(Dataset entries)
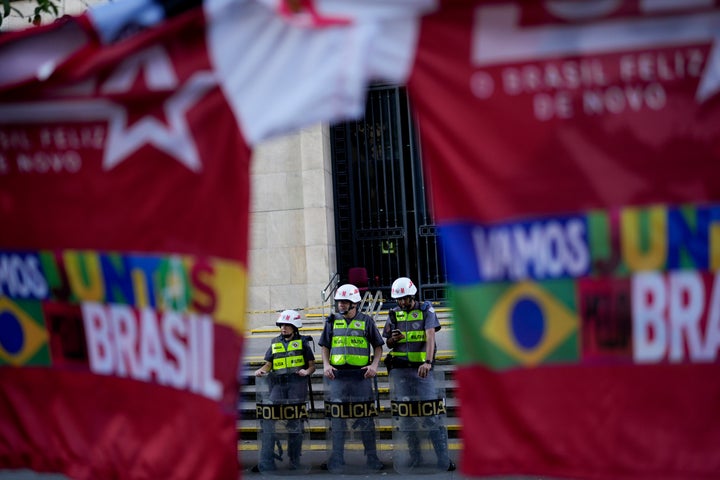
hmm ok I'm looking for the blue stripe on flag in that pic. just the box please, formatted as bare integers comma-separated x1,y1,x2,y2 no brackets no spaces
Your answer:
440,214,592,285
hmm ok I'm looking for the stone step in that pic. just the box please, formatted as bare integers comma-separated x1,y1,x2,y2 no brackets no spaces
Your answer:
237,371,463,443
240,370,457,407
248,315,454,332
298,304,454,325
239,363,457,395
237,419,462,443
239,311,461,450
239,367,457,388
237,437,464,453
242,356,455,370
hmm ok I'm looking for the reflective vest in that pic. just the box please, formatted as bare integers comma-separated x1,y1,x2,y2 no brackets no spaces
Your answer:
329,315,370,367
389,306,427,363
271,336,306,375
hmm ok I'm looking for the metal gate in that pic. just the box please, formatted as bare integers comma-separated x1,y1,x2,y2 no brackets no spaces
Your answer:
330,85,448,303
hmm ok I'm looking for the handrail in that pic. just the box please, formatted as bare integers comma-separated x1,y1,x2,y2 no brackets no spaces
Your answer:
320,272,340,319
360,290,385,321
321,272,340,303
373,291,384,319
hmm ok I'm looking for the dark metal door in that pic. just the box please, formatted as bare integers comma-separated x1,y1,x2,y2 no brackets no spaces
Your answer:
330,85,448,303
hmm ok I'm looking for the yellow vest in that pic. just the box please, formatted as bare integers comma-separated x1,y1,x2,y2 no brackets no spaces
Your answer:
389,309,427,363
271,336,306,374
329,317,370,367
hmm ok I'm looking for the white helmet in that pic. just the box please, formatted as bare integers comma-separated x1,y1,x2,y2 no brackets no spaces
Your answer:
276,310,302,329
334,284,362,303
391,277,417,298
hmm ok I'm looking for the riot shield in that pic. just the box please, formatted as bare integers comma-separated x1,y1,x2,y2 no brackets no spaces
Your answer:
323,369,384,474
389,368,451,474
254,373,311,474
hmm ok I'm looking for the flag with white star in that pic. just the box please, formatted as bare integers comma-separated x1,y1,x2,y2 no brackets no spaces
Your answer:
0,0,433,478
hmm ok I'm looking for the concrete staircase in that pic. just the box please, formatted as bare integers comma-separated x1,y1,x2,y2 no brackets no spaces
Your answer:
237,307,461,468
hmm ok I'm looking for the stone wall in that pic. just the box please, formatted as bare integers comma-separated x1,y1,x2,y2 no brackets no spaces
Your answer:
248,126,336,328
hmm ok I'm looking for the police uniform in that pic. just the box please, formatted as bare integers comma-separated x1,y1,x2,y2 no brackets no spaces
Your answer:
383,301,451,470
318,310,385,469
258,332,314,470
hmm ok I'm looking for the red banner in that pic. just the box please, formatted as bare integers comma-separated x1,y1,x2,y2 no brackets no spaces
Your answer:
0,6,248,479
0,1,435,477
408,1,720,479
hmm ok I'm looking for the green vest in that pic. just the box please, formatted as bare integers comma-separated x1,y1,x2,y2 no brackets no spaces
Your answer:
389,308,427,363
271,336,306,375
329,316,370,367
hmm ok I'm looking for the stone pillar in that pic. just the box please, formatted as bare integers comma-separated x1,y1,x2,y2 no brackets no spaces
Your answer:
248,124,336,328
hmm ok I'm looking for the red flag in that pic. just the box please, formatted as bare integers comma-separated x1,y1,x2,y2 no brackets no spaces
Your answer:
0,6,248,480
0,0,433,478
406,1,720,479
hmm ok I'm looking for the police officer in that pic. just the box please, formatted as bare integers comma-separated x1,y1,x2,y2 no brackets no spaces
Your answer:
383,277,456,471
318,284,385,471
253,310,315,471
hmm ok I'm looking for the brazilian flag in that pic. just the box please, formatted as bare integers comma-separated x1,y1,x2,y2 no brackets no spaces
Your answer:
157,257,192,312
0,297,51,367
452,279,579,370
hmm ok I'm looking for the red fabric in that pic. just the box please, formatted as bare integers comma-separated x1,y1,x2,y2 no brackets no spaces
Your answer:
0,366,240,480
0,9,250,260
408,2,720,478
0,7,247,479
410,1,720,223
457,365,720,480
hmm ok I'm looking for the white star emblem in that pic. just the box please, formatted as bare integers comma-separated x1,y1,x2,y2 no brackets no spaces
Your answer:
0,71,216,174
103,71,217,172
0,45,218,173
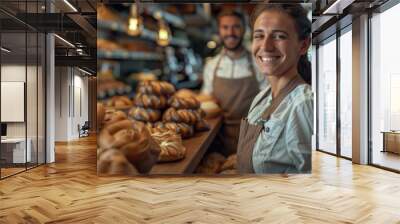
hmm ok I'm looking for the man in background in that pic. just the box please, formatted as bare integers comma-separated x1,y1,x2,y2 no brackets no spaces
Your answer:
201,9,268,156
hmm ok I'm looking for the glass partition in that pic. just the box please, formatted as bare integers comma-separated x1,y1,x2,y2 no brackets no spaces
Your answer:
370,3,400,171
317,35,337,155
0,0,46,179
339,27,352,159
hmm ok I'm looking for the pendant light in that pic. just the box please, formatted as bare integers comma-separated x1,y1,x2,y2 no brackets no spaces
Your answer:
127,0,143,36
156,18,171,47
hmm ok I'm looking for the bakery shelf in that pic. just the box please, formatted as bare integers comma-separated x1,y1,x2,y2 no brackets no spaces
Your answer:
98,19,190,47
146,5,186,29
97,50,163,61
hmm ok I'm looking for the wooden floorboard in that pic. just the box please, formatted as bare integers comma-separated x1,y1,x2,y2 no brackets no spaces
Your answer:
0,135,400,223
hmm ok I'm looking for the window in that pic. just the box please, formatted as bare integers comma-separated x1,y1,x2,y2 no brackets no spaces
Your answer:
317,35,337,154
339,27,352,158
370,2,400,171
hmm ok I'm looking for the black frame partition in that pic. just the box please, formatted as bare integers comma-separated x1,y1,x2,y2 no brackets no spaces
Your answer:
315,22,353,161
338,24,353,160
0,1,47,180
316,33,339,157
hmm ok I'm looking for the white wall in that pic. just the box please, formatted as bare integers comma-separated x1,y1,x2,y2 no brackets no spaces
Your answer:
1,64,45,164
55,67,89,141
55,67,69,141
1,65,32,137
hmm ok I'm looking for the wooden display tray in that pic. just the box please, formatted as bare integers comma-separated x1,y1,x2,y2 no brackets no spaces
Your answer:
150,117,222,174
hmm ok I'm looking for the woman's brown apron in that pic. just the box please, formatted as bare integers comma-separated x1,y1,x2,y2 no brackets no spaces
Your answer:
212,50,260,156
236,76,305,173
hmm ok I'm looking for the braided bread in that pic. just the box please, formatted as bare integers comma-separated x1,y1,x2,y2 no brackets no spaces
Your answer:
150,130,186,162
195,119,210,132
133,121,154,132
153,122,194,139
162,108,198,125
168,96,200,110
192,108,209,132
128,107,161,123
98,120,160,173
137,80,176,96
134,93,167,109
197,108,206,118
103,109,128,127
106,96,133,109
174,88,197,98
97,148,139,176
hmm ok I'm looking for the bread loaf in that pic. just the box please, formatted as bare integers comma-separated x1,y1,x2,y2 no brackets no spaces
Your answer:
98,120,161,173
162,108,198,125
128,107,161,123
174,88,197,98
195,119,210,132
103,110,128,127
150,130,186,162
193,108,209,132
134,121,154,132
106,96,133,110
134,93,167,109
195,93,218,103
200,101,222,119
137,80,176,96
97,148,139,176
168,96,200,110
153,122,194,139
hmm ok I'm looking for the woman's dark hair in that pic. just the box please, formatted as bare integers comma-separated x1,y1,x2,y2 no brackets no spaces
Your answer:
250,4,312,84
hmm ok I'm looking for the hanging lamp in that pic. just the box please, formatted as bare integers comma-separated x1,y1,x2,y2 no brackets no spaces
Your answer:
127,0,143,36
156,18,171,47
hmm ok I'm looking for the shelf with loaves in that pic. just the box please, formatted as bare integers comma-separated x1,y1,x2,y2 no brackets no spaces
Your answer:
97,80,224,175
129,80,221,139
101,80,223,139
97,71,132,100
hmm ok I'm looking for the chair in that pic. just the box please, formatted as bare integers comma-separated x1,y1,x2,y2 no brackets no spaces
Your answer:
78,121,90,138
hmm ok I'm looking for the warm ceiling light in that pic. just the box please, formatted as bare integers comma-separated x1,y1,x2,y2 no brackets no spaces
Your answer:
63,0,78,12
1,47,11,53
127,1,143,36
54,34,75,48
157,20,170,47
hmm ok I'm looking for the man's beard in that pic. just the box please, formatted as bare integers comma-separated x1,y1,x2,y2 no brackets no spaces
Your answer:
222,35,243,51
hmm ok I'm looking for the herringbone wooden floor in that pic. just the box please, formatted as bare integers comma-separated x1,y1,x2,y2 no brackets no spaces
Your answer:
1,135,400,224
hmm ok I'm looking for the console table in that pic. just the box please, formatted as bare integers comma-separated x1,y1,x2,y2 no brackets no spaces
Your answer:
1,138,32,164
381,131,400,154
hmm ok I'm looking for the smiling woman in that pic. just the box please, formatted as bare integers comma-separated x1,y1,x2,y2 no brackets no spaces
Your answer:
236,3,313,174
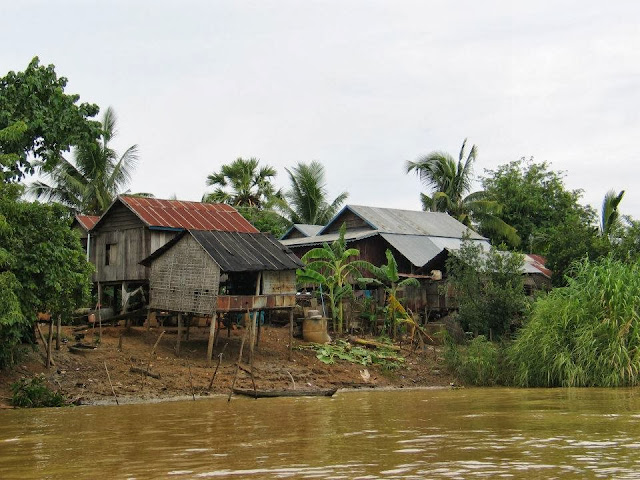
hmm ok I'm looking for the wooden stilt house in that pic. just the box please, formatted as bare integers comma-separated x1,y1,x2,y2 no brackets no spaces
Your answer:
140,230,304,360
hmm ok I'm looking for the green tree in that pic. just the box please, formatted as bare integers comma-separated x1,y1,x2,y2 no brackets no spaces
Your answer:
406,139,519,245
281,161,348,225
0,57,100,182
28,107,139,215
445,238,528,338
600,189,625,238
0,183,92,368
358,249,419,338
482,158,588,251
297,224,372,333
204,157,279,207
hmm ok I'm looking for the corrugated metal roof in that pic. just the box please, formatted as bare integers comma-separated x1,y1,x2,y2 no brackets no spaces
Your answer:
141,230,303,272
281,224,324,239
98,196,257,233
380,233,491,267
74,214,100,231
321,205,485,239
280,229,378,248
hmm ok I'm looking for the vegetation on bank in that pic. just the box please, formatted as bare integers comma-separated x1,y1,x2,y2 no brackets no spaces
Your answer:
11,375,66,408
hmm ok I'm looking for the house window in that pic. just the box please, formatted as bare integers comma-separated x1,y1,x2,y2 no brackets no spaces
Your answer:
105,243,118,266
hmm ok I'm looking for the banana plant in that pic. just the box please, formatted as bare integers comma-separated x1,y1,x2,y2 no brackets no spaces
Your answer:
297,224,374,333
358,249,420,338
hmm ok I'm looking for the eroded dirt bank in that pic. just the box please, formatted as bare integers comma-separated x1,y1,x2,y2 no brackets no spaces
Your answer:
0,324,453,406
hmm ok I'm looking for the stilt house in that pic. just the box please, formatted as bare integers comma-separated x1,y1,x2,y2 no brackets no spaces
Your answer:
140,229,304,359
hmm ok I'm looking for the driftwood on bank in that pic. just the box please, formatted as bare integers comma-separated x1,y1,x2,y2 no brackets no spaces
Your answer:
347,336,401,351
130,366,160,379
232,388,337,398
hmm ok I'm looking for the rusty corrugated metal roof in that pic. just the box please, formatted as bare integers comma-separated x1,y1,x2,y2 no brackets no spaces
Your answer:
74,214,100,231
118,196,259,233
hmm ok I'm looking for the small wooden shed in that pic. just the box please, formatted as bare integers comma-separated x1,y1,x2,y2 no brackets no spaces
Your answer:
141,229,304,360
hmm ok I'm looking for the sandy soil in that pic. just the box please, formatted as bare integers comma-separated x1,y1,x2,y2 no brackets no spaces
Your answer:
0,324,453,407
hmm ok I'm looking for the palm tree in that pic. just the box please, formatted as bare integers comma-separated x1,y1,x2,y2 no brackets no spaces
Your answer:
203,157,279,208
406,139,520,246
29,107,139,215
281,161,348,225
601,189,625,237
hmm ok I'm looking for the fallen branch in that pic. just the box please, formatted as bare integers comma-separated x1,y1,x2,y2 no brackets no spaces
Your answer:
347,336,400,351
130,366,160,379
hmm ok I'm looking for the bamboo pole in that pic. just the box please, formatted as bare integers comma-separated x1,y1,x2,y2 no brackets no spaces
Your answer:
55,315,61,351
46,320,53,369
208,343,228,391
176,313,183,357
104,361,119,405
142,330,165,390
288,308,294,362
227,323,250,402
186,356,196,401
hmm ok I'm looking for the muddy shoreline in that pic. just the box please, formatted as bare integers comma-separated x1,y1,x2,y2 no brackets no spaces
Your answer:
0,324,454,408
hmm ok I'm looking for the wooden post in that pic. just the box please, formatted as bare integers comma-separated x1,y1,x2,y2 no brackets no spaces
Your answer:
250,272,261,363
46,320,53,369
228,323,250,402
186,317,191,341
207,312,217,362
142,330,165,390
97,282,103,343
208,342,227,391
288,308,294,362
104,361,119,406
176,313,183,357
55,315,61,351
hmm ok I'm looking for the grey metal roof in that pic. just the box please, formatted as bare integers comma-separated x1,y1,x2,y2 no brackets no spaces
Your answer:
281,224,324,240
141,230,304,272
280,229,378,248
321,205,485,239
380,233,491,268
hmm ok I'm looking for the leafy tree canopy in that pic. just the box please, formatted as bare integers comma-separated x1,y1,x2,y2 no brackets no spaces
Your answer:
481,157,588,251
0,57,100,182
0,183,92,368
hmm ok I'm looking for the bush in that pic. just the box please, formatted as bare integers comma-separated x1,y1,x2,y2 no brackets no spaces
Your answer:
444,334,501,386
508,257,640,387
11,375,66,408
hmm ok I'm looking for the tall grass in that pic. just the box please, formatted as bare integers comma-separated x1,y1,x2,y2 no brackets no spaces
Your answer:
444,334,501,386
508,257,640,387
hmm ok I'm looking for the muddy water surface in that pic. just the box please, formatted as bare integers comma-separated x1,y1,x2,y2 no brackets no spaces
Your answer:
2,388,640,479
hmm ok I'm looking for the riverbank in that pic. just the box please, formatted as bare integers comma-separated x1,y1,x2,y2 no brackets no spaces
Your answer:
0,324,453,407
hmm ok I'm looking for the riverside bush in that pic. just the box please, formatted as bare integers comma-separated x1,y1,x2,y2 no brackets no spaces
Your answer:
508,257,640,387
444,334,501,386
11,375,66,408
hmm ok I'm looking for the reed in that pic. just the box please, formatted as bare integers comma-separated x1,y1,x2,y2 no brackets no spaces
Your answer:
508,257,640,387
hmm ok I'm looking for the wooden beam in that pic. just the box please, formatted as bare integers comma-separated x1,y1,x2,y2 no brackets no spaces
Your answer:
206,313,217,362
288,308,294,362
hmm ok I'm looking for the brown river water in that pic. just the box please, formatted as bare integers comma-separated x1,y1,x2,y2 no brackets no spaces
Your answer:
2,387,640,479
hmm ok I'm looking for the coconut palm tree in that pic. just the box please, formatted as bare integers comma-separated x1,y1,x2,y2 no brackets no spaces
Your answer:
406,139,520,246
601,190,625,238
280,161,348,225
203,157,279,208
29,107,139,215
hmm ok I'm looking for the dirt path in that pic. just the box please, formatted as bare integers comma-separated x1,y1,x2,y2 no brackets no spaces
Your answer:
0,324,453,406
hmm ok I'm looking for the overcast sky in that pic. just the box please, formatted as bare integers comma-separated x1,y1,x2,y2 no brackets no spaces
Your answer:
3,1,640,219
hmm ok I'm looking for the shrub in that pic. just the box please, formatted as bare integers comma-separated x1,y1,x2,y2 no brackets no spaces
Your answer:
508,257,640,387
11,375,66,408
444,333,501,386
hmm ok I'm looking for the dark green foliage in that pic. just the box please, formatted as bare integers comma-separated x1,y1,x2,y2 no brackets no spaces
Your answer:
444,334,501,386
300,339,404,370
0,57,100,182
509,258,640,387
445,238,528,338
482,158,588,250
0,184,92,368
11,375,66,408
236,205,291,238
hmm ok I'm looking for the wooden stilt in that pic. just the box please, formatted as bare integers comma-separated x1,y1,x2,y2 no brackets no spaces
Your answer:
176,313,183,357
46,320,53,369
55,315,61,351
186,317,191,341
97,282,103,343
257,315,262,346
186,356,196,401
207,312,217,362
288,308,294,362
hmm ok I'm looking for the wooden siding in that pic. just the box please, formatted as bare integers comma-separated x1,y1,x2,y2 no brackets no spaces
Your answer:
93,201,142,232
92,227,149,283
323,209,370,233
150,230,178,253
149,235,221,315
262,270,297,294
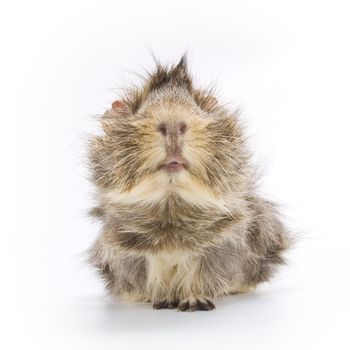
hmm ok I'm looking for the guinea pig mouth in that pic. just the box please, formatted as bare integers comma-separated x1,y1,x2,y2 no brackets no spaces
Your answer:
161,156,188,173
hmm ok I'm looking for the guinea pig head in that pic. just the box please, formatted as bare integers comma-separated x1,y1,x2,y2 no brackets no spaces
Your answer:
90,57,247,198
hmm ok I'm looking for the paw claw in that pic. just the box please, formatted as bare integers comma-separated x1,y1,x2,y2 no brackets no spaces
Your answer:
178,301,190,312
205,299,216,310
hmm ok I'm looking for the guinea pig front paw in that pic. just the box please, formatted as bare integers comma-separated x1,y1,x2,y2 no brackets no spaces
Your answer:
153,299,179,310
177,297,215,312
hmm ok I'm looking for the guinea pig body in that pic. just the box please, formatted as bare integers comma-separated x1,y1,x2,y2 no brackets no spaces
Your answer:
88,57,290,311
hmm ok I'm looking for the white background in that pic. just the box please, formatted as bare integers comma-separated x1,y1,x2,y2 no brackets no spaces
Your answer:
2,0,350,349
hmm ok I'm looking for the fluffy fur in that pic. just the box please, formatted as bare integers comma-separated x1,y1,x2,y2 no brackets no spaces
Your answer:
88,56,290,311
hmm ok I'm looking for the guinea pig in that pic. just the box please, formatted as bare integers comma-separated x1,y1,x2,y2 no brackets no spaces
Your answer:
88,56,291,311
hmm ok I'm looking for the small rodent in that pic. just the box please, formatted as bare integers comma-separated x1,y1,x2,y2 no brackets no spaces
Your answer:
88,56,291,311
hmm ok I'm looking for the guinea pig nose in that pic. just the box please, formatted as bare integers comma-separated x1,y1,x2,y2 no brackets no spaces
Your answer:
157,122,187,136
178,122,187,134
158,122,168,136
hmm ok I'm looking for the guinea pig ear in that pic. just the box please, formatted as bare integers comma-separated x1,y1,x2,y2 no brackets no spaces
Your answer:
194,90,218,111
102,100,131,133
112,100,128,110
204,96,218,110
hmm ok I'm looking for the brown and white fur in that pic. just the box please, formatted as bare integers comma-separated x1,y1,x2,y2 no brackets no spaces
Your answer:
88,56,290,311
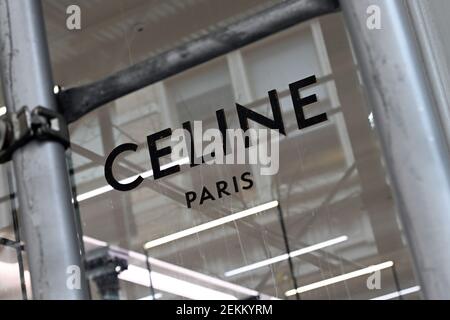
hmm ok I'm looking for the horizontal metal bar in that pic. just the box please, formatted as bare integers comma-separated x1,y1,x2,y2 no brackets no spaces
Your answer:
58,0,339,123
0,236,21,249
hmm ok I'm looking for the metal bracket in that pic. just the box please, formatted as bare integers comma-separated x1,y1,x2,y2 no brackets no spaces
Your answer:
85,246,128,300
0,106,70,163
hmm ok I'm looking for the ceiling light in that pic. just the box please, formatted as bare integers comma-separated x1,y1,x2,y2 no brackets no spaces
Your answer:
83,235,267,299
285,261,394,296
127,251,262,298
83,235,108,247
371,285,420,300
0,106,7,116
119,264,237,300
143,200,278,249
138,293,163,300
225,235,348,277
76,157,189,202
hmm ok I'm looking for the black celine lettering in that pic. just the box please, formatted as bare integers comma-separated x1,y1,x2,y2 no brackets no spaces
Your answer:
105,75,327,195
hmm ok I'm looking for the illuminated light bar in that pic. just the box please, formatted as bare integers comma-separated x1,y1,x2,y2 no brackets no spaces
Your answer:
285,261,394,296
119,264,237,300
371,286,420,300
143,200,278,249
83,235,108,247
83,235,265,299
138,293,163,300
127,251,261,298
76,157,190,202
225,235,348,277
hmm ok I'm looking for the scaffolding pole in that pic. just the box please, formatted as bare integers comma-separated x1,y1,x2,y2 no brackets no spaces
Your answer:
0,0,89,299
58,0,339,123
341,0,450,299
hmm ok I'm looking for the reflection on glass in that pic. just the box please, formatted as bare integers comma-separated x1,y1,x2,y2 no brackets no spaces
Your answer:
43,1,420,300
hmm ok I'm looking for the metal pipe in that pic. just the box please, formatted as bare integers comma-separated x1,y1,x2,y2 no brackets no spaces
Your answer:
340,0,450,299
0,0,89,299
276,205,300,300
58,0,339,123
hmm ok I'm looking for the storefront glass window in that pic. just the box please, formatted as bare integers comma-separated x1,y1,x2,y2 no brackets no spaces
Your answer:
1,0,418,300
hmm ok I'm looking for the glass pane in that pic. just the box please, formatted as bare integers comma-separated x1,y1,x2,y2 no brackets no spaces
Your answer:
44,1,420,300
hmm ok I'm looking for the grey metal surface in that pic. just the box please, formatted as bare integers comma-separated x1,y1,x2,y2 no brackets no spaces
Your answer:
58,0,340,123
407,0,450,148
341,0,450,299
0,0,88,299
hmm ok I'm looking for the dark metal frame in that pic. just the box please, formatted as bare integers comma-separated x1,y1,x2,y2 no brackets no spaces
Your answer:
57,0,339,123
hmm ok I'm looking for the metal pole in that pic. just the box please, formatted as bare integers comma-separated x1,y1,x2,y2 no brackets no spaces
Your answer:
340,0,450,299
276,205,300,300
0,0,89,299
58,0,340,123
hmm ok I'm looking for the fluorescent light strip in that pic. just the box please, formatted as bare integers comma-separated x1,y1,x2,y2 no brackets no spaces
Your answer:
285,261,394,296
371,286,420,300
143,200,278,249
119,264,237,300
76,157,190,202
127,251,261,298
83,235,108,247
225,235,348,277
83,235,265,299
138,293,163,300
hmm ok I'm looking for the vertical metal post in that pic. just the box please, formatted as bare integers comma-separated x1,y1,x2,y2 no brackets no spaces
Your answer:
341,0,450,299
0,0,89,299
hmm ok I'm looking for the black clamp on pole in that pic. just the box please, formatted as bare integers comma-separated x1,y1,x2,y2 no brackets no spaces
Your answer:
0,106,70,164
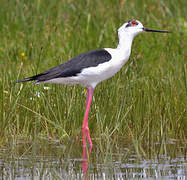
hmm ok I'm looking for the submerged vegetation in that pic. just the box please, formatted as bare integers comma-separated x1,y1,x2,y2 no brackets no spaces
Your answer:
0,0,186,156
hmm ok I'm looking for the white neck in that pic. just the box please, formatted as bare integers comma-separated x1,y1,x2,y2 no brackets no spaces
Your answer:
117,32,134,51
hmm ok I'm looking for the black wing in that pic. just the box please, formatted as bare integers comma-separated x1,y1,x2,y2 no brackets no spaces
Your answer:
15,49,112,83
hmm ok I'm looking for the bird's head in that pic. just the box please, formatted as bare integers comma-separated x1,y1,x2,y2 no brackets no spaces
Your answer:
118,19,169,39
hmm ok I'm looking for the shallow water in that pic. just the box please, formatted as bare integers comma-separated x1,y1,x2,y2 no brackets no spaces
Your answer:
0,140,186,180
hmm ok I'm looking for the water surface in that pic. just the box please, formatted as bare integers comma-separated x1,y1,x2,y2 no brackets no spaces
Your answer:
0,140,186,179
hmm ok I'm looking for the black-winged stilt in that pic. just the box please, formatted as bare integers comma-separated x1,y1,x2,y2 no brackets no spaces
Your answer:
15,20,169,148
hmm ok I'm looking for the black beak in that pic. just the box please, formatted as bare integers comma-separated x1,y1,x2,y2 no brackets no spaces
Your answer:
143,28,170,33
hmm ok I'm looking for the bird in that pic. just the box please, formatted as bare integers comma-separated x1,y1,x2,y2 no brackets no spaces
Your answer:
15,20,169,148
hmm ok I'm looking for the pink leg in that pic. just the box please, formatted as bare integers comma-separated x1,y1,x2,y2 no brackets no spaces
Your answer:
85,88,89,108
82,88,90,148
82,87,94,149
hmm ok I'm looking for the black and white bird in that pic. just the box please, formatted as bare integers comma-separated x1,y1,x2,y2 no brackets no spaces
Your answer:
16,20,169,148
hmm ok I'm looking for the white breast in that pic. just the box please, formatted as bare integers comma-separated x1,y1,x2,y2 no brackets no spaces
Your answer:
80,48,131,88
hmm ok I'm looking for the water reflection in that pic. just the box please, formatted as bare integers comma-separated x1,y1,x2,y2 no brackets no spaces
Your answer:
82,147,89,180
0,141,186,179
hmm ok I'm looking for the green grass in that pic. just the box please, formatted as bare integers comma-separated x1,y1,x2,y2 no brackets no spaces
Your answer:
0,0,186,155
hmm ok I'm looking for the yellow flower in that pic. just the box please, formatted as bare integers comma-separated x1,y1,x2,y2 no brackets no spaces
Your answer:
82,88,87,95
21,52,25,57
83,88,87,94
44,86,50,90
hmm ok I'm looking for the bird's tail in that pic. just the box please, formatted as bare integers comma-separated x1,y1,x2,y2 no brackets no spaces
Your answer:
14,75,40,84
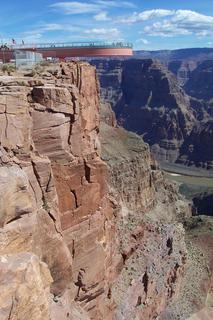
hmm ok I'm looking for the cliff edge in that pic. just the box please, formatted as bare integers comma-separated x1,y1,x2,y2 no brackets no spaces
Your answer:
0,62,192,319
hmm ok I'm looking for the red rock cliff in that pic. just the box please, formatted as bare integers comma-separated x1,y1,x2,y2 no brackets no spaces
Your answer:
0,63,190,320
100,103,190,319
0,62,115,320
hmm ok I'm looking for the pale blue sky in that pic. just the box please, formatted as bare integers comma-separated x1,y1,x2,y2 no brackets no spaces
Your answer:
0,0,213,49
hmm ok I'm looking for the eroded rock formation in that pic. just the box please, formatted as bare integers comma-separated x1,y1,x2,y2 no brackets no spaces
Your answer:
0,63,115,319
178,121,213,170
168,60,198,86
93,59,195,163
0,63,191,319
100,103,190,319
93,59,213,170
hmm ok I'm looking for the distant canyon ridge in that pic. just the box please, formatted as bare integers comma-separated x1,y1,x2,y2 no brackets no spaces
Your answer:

YOUR GOAL: The answer must consist solely of the lines from the first line of the data through the line containing "hmm ok I'm looking for the handrail", inclusive, reproduced exactly and without pictures.

WRITTEN SOLUTION:
hmm ok I'm looking for the blue stripe on flag in that pic. just the box please, formatted as bare integers comma-separated x1,y1,x2,y2 no brackets no spaces
Your answer:
440,214,592,285
hmm ok I'm looking for the stone step in that pic. just the box please, formatted as bare integers comma-separated x1,y1,x2,y2 no brackets no spaces
Your answer:
237,371,463,443
240,370,457,407
248,315,454,332
298,304,454,325
239,363,457,395
237,419,462,443
239,311,461,450
239,367,457,388
237,437,464,453
242,356,455,370
hmm ok I'm looking for the reflective vest in that pic. just the box please, formatted as bare integers comma-separated x1,y1,x2,y2 no brackets no spaces
Your answer:
329,315,370,367
389,306,427,363
271,336,306,375
hmm ok I'm looking for the metal gate in that pic. just the box please, formatted as bare integers comma-separated x1,y1,x2,y2 no brackets no spaces
Your answer:
330,85,448,303
hmm ok I'm looking for the handrail in that pic. just the box please, formatted as bare integers comma-separated x1,y1,x2,y2 no brackets no spaces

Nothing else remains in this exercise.